--- Task statement ---
Where an entry holds an image, skip the image but reproduce the rest word for word.

--- Data records ---
########

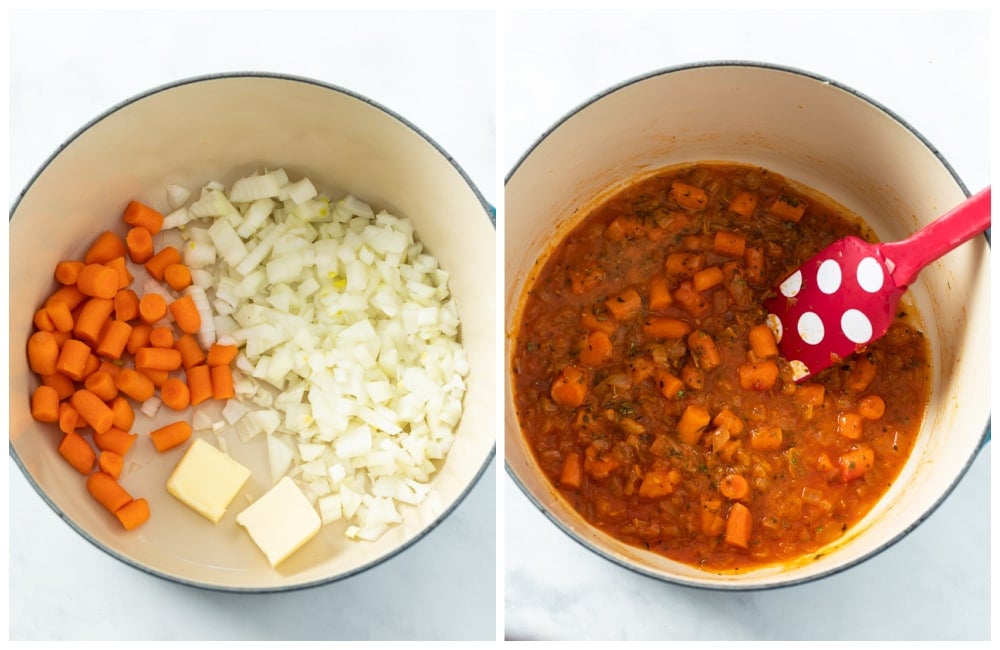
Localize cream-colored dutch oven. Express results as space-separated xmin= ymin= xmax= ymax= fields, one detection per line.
xmin=504 ymin=62 xmax=989 ymax=589
xmin=10 ymin=73 xmax=496 ymax=591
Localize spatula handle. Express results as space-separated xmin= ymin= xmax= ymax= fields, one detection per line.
xmin=880 ymin=186 xmax=991 ymax=288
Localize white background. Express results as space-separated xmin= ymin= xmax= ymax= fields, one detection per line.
xmin=503 ymin=8 xmax=991 ymax=641
xmin=8 ymin=9 xmax=497 ymax=641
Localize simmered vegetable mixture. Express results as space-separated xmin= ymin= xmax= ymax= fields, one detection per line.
xmin=512 ymin=163 xmax=930 ymax=571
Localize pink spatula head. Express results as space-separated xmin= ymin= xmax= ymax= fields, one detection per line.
xmin=765 ymin=186 xmax=990 ymax=382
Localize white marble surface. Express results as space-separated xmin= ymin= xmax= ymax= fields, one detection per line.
xmin=8 ymin=9 xmax=497 ymax=641
xmin=503 ymin=9 xmax=991 ymax=641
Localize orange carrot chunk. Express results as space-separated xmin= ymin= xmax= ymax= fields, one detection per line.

########

--- Task answer ---
Localize cream-colored dutch oven. Express results as space-separated xmin= ymin= xmax= ymax= fields, one detection per line.
xmin=504 ymin=62 xmax=989 ymax=589
xmin=10 ymin=73 xmax=496 ymax=591
Localize spatula handle. Express results as space-separated xmin= ymin= xmax= ymax= fields, one detection per line.
xmin=880 ymin=186 xmax=991 ymax=288
Localize white background. Express results as space-separated xmin= ymin= xmax= ymax= fields, one detection per line.
xmin=503 ymin=8 xmax=991 ymax=641
xmin=8 ymin=9 xmax=497 ymax=641
Localize simmered vegetable mixture. Express results as space-separated xmin= ymin= xmax= ymax= fields, one detection per line.
xmin=512 ymin=163 xmax=930 ymax=571
Localize pink spatula head. Express results as space-separated xmin= ymin= xmax= ymax= fields, one detection per line.
xmin=765 ymin=186 xmax=990 ymax=382
Localize white marble surface. Express results as space-separated xmin= ymin= xmax= ymax= fields, one detection per line.
xmin=8 ymin=9 xmax=497 ymax=641
xmin=503 ymin=9 xmax=991 ymax=641
Localize orange carrot chunk. Express results as space-separated xmin= ymin= xmax= ymax= fields, one detection per line.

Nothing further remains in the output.